ACTIONS TO TAKE:
1) In the court opinion on the fire department laptop search, to whom was the notebook computer assigned?
2) Continue the court opinion on the fire department laptop search from where it stops.

SOURCE DOCUMENT:

::::

The notebook computer was the property of the Berkeley Fire Department, and was assigned to Moyer. Defendant had occasional access to the computer. The Sixth Circuit held that although an individual did not have a reasonable expectation of privacy in the files on a shared computer, he did have a reasonable expectation of privacy in password-protected files where the other computer user had no access to such files. (Trulock v. Freeh (2001) 275 F.3d 391, 403.) California has held that an employee’s reasonable expectation of privacy in the files on a work computer may be diminished by company policies addressing privacy. (TBG Ins. Services Corp. v. Superior Court (2002) 96 Cal.App.4th 443, 452.)

In this case, no evidence was taken as to the policies of defendant’s employer with respect to computer usage, and although the first search warrant allowed the Berkeley Police Department to bypass any password protection, it is not clear that any password protected files were found on the fire department laptop. The only useful information from the laptop computer itself were the internet history files, which indicated a person using defendant’s user profile had used programs allowing him to mask his identity on the computer, and had accessed images of minors in sexually provocative positions and with exposed genitalia.

To the extent any information was discovered from files that were not password-protected, defendant’s expectation of privacy in the laptop computer was objectively unreasonable given the circumstance that another employee used and had a superior right of access to the computer because it was assigned to her. To the extent any of the information obtained from the first search warrant was obtained from password-protected files, we conclude the affidavit was sufficient without such information.

::::

RECORDS:

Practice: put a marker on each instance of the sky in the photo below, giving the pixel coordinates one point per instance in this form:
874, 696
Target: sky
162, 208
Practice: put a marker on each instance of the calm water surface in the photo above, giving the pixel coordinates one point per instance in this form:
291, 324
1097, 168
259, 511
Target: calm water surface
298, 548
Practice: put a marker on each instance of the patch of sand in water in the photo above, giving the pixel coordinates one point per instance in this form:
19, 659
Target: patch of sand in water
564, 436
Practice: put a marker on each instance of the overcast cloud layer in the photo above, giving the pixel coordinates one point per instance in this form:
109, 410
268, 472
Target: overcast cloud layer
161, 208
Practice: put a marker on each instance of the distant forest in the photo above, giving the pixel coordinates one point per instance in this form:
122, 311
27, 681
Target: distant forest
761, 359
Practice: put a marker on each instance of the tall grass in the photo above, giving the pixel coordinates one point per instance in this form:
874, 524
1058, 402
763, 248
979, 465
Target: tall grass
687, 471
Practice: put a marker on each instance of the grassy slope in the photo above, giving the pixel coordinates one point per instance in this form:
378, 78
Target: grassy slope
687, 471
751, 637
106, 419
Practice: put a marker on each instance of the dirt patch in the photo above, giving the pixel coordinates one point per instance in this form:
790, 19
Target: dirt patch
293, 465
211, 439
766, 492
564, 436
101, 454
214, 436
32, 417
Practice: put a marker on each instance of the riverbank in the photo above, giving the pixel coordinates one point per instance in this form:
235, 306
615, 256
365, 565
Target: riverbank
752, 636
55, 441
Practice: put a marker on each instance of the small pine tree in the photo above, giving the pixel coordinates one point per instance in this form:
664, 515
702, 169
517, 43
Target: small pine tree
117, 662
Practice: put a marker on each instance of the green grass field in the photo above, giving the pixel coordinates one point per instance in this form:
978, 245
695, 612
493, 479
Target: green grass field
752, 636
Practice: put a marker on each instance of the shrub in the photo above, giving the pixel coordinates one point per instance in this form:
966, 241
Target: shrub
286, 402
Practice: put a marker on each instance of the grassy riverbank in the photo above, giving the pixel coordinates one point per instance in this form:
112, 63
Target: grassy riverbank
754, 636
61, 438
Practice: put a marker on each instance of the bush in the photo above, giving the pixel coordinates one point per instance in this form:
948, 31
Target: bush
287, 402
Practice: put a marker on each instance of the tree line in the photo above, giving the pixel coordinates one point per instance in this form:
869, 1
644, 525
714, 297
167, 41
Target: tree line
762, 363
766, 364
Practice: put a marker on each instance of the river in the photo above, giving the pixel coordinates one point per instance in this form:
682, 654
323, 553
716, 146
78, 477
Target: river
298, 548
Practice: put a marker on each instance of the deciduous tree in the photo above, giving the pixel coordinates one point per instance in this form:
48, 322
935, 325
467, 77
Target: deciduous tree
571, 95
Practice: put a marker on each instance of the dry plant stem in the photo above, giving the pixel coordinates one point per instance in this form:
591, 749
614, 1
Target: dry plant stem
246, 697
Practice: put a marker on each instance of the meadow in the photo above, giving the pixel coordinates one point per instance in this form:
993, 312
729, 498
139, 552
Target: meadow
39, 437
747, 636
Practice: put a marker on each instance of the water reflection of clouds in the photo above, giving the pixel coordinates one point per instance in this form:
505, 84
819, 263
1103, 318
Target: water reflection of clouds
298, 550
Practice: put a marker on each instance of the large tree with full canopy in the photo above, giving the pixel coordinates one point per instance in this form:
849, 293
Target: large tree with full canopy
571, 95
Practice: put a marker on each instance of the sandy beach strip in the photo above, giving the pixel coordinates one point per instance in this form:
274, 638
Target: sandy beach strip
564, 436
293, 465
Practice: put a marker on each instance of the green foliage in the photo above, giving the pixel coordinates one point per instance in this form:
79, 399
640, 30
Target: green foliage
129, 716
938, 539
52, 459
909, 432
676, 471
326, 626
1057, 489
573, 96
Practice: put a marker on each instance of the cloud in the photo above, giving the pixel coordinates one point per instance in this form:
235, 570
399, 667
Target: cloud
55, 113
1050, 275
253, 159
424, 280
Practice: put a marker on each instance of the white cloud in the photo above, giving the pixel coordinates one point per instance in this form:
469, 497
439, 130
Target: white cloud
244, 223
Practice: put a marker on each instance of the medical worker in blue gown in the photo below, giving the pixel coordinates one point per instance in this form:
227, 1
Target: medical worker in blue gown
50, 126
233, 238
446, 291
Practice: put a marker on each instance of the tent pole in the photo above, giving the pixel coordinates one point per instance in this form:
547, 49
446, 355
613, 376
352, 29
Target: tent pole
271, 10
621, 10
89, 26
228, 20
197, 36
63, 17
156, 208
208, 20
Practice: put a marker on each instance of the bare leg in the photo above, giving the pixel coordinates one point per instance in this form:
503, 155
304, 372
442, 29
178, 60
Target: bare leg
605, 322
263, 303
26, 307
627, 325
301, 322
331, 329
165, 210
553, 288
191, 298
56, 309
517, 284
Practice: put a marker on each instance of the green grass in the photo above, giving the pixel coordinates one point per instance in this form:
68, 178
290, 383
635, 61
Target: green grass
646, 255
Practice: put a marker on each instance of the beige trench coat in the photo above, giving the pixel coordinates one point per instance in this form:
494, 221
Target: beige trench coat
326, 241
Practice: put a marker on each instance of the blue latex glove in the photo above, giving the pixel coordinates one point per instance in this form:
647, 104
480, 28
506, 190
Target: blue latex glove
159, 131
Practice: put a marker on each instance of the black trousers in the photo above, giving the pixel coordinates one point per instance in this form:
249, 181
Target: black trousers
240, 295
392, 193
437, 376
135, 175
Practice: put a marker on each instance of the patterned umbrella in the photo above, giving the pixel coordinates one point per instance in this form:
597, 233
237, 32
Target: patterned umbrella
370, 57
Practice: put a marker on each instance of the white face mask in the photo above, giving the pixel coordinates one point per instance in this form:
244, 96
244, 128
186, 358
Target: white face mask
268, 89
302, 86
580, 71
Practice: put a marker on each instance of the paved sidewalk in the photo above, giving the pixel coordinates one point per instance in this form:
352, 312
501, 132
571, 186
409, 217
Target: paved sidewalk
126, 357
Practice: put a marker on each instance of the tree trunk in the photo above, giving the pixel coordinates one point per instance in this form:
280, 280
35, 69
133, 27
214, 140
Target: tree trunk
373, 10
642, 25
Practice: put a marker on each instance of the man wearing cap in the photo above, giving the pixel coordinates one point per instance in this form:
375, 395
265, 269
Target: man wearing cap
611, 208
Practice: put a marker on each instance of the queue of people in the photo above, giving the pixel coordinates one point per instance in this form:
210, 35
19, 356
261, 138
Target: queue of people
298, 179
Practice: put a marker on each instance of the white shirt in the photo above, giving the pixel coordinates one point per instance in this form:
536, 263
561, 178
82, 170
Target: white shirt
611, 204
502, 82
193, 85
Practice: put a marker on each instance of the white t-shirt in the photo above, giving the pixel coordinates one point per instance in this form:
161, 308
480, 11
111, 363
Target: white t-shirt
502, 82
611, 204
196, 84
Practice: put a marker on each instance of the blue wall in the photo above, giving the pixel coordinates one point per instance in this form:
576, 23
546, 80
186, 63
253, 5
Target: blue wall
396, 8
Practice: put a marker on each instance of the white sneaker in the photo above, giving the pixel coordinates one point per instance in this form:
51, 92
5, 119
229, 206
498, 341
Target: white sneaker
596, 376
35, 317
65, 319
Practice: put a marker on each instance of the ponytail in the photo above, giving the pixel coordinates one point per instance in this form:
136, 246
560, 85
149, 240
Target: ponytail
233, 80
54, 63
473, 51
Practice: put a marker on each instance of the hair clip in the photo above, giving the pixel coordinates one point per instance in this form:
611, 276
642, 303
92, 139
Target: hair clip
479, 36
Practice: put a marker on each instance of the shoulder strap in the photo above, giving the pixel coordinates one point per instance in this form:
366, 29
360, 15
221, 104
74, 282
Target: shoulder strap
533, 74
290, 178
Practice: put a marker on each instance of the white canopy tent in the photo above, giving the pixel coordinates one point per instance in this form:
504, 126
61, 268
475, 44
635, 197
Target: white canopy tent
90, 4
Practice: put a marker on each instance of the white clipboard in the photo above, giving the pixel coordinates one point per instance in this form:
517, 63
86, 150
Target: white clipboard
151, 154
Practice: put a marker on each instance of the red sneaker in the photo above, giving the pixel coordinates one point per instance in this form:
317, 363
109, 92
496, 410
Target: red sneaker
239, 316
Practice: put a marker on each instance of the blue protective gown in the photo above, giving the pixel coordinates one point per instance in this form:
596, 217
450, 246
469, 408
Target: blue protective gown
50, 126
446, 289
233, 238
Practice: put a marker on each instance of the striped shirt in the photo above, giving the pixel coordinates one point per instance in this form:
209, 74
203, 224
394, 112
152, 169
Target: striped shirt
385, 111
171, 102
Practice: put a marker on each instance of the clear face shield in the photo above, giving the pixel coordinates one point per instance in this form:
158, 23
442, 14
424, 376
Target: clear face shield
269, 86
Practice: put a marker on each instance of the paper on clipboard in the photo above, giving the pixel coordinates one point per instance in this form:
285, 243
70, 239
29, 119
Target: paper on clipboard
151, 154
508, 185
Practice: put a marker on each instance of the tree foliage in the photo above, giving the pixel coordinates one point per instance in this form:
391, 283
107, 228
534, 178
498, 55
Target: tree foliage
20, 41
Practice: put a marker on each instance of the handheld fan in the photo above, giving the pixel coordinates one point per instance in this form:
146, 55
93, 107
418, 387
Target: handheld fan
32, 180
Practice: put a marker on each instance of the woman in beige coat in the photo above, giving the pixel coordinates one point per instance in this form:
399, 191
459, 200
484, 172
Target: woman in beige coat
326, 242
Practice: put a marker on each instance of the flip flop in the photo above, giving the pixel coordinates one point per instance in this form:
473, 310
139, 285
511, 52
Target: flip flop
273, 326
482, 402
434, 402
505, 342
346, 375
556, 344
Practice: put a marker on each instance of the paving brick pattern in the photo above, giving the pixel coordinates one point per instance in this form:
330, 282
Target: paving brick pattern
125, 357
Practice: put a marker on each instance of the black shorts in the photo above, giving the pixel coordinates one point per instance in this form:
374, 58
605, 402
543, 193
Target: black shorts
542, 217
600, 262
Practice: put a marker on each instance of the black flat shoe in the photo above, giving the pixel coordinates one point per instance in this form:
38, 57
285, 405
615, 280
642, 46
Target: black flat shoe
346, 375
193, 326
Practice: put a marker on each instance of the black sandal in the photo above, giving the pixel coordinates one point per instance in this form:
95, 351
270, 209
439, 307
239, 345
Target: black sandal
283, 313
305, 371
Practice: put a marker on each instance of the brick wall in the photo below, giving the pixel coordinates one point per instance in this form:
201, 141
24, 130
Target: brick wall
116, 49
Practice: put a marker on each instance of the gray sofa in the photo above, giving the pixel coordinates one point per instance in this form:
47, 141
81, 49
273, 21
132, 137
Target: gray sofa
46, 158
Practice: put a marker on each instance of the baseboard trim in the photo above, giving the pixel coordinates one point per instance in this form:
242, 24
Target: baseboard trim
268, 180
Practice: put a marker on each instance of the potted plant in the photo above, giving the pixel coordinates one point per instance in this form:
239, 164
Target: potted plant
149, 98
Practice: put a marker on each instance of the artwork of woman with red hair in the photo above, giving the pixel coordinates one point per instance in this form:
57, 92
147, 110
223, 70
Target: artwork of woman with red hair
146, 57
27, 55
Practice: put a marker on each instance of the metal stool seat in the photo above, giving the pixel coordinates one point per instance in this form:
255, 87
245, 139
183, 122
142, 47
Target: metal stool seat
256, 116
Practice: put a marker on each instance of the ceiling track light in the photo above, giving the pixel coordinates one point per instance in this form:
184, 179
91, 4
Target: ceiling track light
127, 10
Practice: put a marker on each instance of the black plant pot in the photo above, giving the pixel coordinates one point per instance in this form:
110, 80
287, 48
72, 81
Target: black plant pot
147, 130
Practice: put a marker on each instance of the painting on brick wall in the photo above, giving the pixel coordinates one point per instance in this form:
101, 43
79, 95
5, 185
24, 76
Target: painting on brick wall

::::

ANSWERS:
1) Moyer.

2)
Even if we excise from the warrant all information that was arguably tainted because it was password-protected, we still conclude probable cause existed to issue the warrant because there was a fair probability that evidence of a crime would be found. (People v. Morton (2003) 114 Cal.App.4th 1039, 1049.) The affidavit indicated defendant had access to the office where the CDs were located and had use of the computer. The CD containing images of defendant and family members was the same make and batch/lot number as one that contained the sexually explicit images. Three of the CDs, including one with sexually explicit images of minors, were modified during the time defendant occupied the office. Three of the CDs contained sexually explicit images of minors. Numerous explicit images had the same camera identifier as the images of defendant and his family. This information, together with the affidavit of Detective Hawk stating that pedophiles usually collect sexually explicit material and rarely dispose of such material, was sufficient to establish probable cause to search defendant’s locker.

The evidence taken from the computer consisted of the internet history files. These files indicated the user “lponce” viewed images of minors in sexually provocative positions and with exposed genitalia, and accessed sites and programs to allow users to mask their identity. Defendant’s city assigned user name was “lponce.” There is no indication this information was password-protected, but even without it there was probable cause to issue the warrant.

The computer and the CDs were the bases of the second warrant to search defendant’s work locker, and there is no claim that the second warrant was invalid because of “conclusory allegations.”

B. No Warrant was Necessary to View the CDs

Defendant also argues, based on Walter v. United States (1980) 447 U.S. 649 [65 L.Ed.2d 410], that Detective Hawk’s initial viewing of one of the CDs found by Moyer should have been done pursuant to a search warrant. He apparently recognizes that a private search does not violate the Fourth Amendment, but argues Hawk exceeded the scope of the search performed by defendant’s employer because there was no evidence that Detective Hawk viewed the exact same images as the fire department personnel, and there were so many (750) digital images on the disks that it is “inconceivable” the fire department viewed all of the images on the CDs.

Having determined defendant had no reasonable expectation of privacy in the CDs, we need not address this argument.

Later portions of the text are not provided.